Elsevier

Journal of Theoretical Biology

Volume 147, Issue 4, 21 December 1990, Pages 517-551
Journal of Theoretical Biology

A rapid method of protein structure alignment

https://doi.org/10.1016/S0022-5193(05)80263-2Get rights and content

A reduction in the time required to compare two protein structures has been achieved for a previously developed structure alignment method, by reducing the number of residue pair comparisons which must be performed between the two structures. Subsets of residue pairs are selected by an iterative procedure. Initially, selection is based on similarities in solvent accessible surface areas or torsional angles or a combination of both properties, giving subsets containing approximately 2% of the total number of residue pairs. Using these subsets, a rough comparison of the two structures is generated by the structural alignment program. The information returned from this can be used to identify more accurately topologically equivalent residues in the two proteins, thus enabling a new and much smaller subset (less than 0·2% of the total number of residue pairs) to be selected. The process of iterative refinement of the residue pair subsets is repeated once more, when in 95% of the structure comparisons tested, the correct alignment of the proteins was obtained. Times required to compare the structures using the refined subsets are insignificant compared to the initial comparison, so that considerable increases in speed are possible. The method was tested on two groups of proteins, a set of remotely related α/β nucleotide proteins and the variable and constant domains of the immunoglobulins. Increases in speed ranging from 50-fold to greater than 150-fold were obtained depending on the degree of similarity of the two structures. In some comparisons the alignment was improved due to the reduction in noise obtained by comparing mainly equivalent residues.

Supplied information:
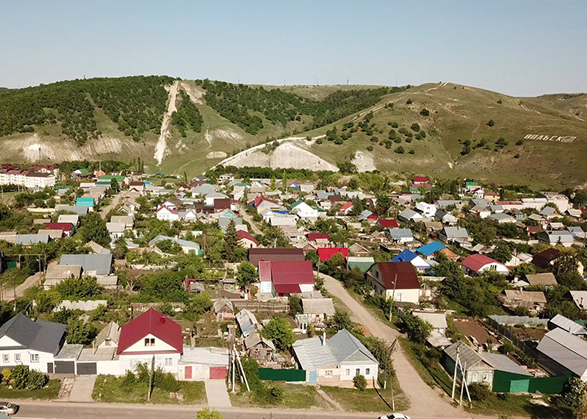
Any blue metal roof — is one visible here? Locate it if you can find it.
[416,241,446,256]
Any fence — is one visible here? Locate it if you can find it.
[232,300,289,313]
[259,368,306,382]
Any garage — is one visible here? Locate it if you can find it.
[210,367,226,380]
[77,362,98,375]
[55,361,75,374]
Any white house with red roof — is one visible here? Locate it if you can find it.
[259,260,315,297]
[461,253,509,275]
[156,205,179,221]
[116,308,183,374]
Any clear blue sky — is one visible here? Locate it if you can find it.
[0,0,587,96]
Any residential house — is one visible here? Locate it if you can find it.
[397,208,424,223]
[116,308,183,374]
[439,227,470,243]
[292,329,379,387]
[366,262,422,304]
[461,253,509,275]
[0,313,66,373]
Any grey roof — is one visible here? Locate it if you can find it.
[302,298,334,316]
[0,313,66,355]
[292,329,378,370]
[16,234,49,246]
[549,314,587,335]
[481,352,532,377]
[444,227,469,239]
[389,228,413,240]
[59,254,112,275]
[536,327,587,377]
[444,340,483,368]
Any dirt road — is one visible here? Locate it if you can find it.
[319,274,471,417]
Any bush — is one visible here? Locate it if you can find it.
[353,374,367,391]
[469,383,491,402]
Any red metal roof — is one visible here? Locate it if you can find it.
[318,247,349,262]
[377,262,420,290]
[308,233,330,242]
[116,308,183,355]
[236,230,258,244]
[379,219,399,228]
[461,253,499,272]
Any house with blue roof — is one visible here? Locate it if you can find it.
[416,241,446,259]
[390,249,431,272]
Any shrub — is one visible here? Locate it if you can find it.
[469,383,491,402]
[353,374,367,391]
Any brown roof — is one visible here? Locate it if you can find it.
[249,248,304,266]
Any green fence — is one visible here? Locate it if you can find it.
[259,368,306,382]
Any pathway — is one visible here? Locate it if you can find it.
[204,380,232,408]
[319,274,470,417]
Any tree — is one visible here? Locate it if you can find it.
[261,315,296,351]
[236,262,259,290]
[353,374,367,391]
[222,220,239,262]
[196,407,222,419]
[78,211,110,247]
[404,313,432,343]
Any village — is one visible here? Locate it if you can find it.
[0,166,587,414]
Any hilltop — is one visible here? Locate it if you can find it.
[0,76,587,187]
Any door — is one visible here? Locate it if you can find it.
[77,362,98,375]
[210,367,226,380]
[55,361,75,374]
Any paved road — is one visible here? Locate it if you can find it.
[320,274,471,417]
[14,401,494,419]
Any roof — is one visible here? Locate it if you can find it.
[318,247,349,262]
[416,241,446,256]
[481,352,532,377]
[249,248,304,267]
[526,272,557,286]
[117,308,183,354]
[302,298,334,316]
[59,254,112,275]
[308,233,330,242]
[0,313,66,355]
[371,262,420,290]
[461,253,501,272]
[292,329,378,371]
[548,314,587,335]
[536,328,587,377]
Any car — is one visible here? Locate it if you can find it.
[0,402,18,415]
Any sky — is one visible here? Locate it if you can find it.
[0,0,587,96]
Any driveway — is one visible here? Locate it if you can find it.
[68,375,97,403]
[204,380,232,408]
[319,274,471,417]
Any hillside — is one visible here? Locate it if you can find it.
[0,76,587,187]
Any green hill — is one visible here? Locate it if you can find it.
[0,76,587,187]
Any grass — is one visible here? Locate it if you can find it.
[0,380,61,400]
[321,378,410,412]
[230,383,330,409]
[92,375,206,405]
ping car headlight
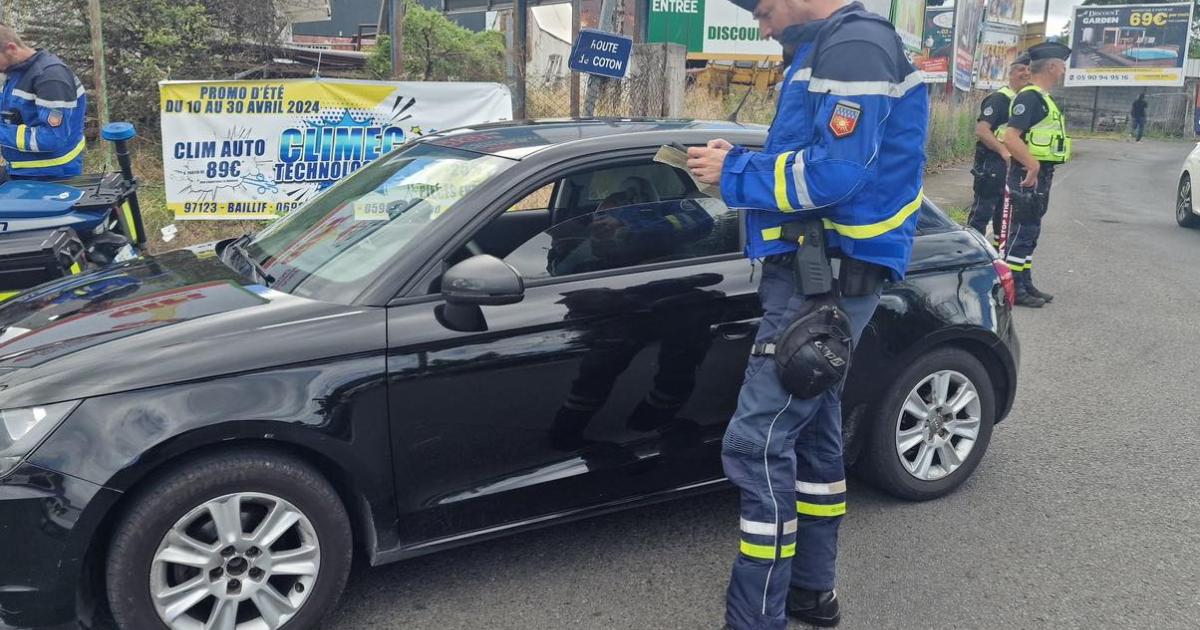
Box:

Directions for this task: Translate this sentence from the protein structure alignment abstract into Spanish: "Subsets of residue pairs are selected by an iterative procedure."

Task result: Los subconjuntos de pares de residuos se seleccionan mediante un procedimiento iterativo.